-- Start ROWS --
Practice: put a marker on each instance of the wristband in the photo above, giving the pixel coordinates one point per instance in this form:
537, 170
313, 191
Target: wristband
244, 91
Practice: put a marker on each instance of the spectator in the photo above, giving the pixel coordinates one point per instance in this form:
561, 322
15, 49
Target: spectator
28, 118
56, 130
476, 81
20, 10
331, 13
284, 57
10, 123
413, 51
-- End ROWS --
-- Start ROWS --
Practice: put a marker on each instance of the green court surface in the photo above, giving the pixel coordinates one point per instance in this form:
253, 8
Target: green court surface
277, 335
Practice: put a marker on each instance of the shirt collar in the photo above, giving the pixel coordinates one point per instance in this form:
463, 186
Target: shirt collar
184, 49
-- End ROWS --
-- Start ROWS --
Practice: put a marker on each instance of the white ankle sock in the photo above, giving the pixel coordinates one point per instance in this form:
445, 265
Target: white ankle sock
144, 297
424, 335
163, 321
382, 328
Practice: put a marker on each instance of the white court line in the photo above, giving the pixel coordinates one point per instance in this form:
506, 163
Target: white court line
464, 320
-- End ROWS --
◆ **DIRECTIONS FOR THIS TASK**
Identify every line in the listing above that contains the word "ankle", and copy each one out. Case counts.

◆ **OUTPUT FOR THIS EXERCISE**
Practice: put a marker on each instance of the white ankle sock in the photo above, giving the pixel coordinates one point per instance in this form:
Target: white ankle sock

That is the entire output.